Les Beaux Mets : un modèle d'insertion par la gastronomie
Un projet pionnier au service de la réinsertion
Fruit d'une collaboration entre l’administration pénitentiaire et l’association Festin, le restaurant Les Beaux Mets est le premier en France à être situé au sein d'une prison. Son objectif : offrir aux détenus une formation professionnelle dans un cadre structuré et bienveillant, afin de les préparer à une réinsertion réussie après leur libération.
À l'origine de ce projet, deux constats :
- La réincarcération : près de 59% des détenus sont récidivistes et sont condamnés dans les cinq années suivant leur sortie.
- La pénurie de main-d'œuvre dans la restauration : un secteur qui offre de nombreuses opportunités d’emploi, mais qui peine à recruter.
La démarche adoptée par les équipes du restaurant est alors la suivante : réinsérer les détenus en les introduisant au secteur de la gastronomie. Dans ce cadre, ils sont amenés à s’essayer au service ou à la cuisine. Les détenus apprennent les fondamentaux en suivant un programme à la manière d’un CAP avec une rigueur particulière sur le respect des règles d’hygiène et de tenue, des compétences primordiales dans tous les secteurs professionnels.

☆ ☆ ☆ ☆ ☆ ☆ ☆

Exercice proposé 1: Affiche sans aucune modification toutes les lignes de la liste ci-dessous.

Données d'entrée:
☆ ☆ ☆ ☆ ☆ ☆ ☆

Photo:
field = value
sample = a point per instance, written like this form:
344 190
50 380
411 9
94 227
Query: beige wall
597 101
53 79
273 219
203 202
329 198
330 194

☆ ☆ ☆ ☆ ☆ ☆ ☆

Exercice proposé 2: Fournis à l'identique le passage du texte sur le restaurant Les Beaux Mets, de « Les Beaux Mets : un » à « suivant leur sortie. ».

Réponse correcte 1:
Photo:
field = value
sample = a point per instance, written like this form:
344 190
50 380
411 9
94 227
Query: beige wall
597 101
53 79
273 219
203 202
329 198
330 194

Réponse correcte 2:
Les Beaux Mets : un modèle d'insertion par la gastronomie
Un projet pionnier au service de la réinsertion
Fruit d'une collaboration entre l’administration pénitentiaire et l’association Festin, le restaurant Les Beaux Mets est le premier en France à être situé au sein d'une prison. Son objectif : offrir aux détenus une formation professionnelle dans un cadre structuré et bienveillant, afin de les préparer à une réinsertion réussie après leur libération.
À l'origine de ce projet, deux constats :
- La réincarcération : près de 59% des détenus sont récidivistes et sont condamnés dans les cinq années suivant leur sortie.